**Passage to read**
Practicing mindfulness(isn’t that a beautiful word!) means we practice awareness in all our actions. Whether we are washing dishes or tying our shoe laces, our mind is focused on whatever we are doing. We are not thinking about the bills that we have to pay, or the phone call we need to make. We are simply living in the moment; minding our own business. And of course there is nothing simple about it except it is a simple choice that we either do this or we don't.
The thought that resonates with me is that if we are living in the present, we are living in acceptance. We are accepting life as it is now, not as how we wish it would or could have been. When we’re living in acceptance we realize everything is just as it is. If we live in the past we can’t do anything about it, it’s gone. If we worry about the future we’re living somewhere that’s just a concept...that doesn’t exist as it hasn’t happened yet. And probably wont! That does not mean that we do the capitulation shoulder shrug or the denial pony tail flick when the shit hits the fan. If we really believe our life sucks and we want to change it, the only place we can do it is in the present. But first we need to accept life as it is. Like a benchmark.
Each time you mindfully let go of thoughts about how life should be, or how life was, let go of the ifs buts and maybes and what ifs and woe is me's and enjoy life as it is, you change your brain. I become very calm when I do this. And the more you do this the more you strengthen that choice 'muscle' making the habit of mindfulness easier and easier. In essence, in every moment there is a choice. But of course if you are like me you forget to do this when you have enough time on your hands to chew through your elbows! If you are like me in no time at all you feel pitiful and pathetic. In essence you give up your personal power. How's them two p's!! But I know - absolutely - that by just pausing and focusing on, for example, taking a deep breath, or on each footstep while taking a walk, savouring the taste of a bite of food, I will get to not only live those few moments to the fullest, but slowly get back into the habit of being mindful.
When it comes down to it our mind is the only thing keeping us from living in the present.
Does that mean that we mustn't think about the past or the future? In a word, hell no. Not possible. Logic tells us that we generally plan for the future based on past actions. However by being mindful, by living skillfully in the present, we will be doing well what we have to do now, even if that means that what we are doing now is looking back to plan for the future. Yes I know, slightly convoluted pondering.
“The secret of health for both mind and body is not to mourn for the past, worry about the future, but to live in the present moment wisely and earnestly.” – Buddha
"Let us be grateful to people who make us happy; they are the charming gardeners who make our souls blossom." - Marcel Proust
“I'm selfish, impatient and a little insecure. I make mistakes, I am out of control and at times hard to handle. But if you can't handle me at my worst, then you sure as hell don't deserve me at my best."- Marilyn Monroe
This is always where I clam up. Not just here but out there in the real world; or is this part of the real world now? I sometimes feel that one's friends should be asked to fill in these gaps but that is a bit like passing the buck.

**What is being asked**
Quote word for word the portion of the mindfulness passage that opens with the words "Practicing mindfulness(isn’t that" and closes with "or we don't.". Draw only on the mindfulness passage above and on nothing else.

**Supplied material**
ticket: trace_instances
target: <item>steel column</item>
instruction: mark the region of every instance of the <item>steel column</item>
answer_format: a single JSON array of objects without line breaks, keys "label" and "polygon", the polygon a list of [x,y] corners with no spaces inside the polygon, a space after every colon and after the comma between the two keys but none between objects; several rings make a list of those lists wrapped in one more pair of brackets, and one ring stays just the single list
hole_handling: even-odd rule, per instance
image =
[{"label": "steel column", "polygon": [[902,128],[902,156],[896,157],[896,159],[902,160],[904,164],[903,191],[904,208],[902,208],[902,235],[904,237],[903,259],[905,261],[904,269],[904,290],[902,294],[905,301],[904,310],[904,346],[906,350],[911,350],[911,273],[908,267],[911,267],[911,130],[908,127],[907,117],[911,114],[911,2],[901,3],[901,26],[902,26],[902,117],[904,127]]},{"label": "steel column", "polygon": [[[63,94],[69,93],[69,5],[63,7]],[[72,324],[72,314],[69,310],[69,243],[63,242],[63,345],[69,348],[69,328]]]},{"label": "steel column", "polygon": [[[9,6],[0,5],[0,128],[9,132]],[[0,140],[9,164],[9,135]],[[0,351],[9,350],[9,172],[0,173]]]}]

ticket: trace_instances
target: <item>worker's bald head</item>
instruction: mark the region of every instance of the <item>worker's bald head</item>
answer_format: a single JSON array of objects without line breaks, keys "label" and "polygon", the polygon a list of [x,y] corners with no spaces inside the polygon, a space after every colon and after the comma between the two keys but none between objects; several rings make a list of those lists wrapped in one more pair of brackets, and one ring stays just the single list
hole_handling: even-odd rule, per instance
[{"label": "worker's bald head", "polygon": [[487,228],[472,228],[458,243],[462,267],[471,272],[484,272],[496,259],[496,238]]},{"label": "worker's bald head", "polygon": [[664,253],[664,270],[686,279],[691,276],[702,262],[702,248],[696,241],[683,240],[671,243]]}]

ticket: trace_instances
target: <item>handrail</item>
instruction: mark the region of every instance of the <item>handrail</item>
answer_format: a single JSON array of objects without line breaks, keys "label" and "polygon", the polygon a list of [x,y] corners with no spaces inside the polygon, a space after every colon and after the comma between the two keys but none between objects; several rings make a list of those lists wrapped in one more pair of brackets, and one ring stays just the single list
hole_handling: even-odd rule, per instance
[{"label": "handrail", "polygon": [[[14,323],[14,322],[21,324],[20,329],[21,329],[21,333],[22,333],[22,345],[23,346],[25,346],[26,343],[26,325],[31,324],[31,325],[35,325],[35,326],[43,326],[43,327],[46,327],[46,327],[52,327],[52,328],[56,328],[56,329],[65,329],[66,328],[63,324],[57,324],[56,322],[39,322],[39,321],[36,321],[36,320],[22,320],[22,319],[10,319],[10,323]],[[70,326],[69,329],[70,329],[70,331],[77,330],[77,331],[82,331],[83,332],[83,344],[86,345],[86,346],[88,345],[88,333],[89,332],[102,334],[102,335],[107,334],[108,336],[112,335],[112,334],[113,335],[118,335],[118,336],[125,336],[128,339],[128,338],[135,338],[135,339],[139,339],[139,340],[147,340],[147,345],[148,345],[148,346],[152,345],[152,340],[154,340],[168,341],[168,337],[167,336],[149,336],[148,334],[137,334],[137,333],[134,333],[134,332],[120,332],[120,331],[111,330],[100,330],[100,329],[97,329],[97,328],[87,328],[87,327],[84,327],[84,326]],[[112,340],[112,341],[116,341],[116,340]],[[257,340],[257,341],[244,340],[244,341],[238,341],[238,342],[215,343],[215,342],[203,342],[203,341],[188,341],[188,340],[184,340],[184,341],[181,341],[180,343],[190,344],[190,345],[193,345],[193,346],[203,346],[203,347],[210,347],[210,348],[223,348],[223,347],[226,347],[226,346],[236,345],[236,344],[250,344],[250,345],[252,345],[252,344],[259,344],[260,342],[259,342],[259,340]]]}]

**Solution to this problem**
Practicing mindfulness(isn’t that a beautiful word!) means we practice awareness in all our actions. Whether we are washing dishes or tying our shoe laces, our mind is focused on whatever we are doing. We are not thinking about the bills that we have to pay, or the phone call we need to make. We are simply living in the moment; minding our own business. And of course there is nothing simple about it except it is a simple choice that we either do this or we don't.